Reading text:

%%

Climate Sciences and Supercomputers
Climate modelling so far concentrated mainly on the interaction of physical components and their coupling, such as fluid dynamics, radiation balance, latent and sensitive heat exchange or wind effects on the ocean. The employment of modern supercomputers, however, permits to integrate also chemical and biological coupling mechanism as well as to investigate the interaction between the climate and the socio-economic system. The ultimate ambition of the international climate and global change research is the development of a complex model of the earth system comprehending all physical and biogeochemical interactions between the atmosphere, the ocean, the cryosphere and the continental biosphere as well as social issues.
Spatial Resolution of Models
The accuracy of climate prognoses is substantially limited by the resolution of the models, respectively the grid size of the cells being the basis for the numerical simulations. A finer grid size results in more accurate prognoses of regional climate changes. But halving the distance between two grid points already produces four times as much grid points and requires for numerical reasons the tenfold compute performance. Therefore scientist had to wait for the new super computer to approach questions such as “Is it going to rain more often in middle Europe?”.
Numerical models often react sensitively to slight disturbances of the initial data. For this reason the reliability of the models is sometimes questioned. The higher the computer performances become the more frequently ensemble calculations can be accomplished: The model computations are repeated many times with slight variations of the initial data so that random results can be distinguished from statistically proved trends.
Long Simulation Runs
Many scientific investigations require simulations of the earth system over a period of several centuries. To accomplish such experiments within a reasonable time frame, many simulated years need to be computed within a day. But even with the fastest computers available today, some experiments need up to more than a year to compute.
Many physical processes occur on quite small scales compared to the spatial resolution of the model grid. Consequently, the affected processes cannot directly be computed.
The formation of clouds is an example for such small scale phenomena. But clouds play an important role in the climate system and can therefore not be neglected in climate models. Instead of an explicit computation of the small scale processes, the cloud physics in climate models is parametrized for the scale of the models's grid boxes: on the basis of a number of other model variables, the approximate cloud cover is derived and used to compute further interactions.
Similiar parametrizations are used for other processes in the climates system.

%%

Dataset records:
%%

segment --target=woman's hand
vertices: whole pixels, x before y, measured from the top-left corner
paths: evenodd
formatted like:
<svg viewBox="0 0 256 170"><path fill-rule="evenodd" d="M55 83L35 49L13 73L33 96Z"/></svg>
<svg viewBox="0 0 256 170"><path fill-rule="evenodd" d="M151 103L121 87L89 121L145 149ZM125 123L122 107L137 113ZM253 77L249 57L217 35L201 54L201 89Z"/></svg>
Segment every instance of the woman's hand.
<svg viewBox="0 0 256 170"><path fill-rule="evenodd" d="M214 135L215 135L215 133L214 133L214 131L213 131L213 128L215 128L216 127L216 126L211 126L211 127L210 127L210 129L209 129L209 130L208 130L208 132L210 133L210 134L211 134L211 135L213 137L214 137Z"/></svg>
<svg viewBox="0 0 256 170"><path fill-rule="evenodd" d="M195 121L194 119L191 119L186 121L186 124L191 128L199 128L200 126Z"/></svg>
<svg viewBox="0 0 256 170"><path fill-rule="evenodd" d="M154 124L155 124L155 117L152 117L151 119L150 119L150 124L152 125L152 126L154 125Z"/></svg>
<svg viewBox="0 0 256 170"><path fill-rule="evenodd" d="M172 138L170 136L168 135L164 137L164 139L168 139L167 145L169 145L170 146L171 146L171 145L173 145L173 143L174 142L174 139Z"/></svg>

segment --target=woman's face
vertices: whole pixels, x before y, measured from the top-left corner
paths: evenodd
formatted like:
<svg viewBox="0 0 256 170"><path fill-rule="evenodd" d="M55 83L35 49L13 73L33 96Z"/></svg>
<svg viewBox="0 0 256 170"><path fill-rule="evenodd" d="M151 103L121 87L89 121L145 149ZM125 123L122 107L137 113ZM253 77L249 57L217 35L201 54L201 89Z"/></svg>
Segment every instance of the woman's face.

%%

Exercise tasks:
[a] Answer these questions from the climate modelling text:
(i) How much compute performance does halving the distance between two grid points require?
(ii) What does the text give as an example of a small-scale phenomenon?
(iii) How long can some experiments take even on the fastest computers available today?
[b] Why does the climate modelling text say cloud physics is parametrized rather than computed explicitly?
[c] Reproduce the passage of the climate modelling text from "Many physical processes" up to and including "compute further interactions.".
The rows have no connection to the climate modelling text.

Responses in order:
[a]
(i) Tenfold the compute performance.
(ii) The formation of clouds.
(iii) Up to more than a year.

[b] Cloud formation happens on scales too small, relative to the model grid's spatial resolution, to be computed directly. Clouds still play an important role in the climate system and cannot be neglected. The approximate cloud cover is therefore derived from other model variables at the scale of the grid boxes.

[c]
Many physical processes occur on quite small scales compared to the spatial resolution of the model grid. Consequently, the affected processes cannot directly be computed.
The formation of clouds is an example for such small scale phenomena. But clouds play an important role in the climate system and can therefore not be neglected in climate models. Instead of an explicit computation of the small scale processes, the cloud physics in climate models is parametrized for the scale of the models's grid boxes: on the basis of a number of other model variables, the approximate cloud cover is derived and used to compute further interactions.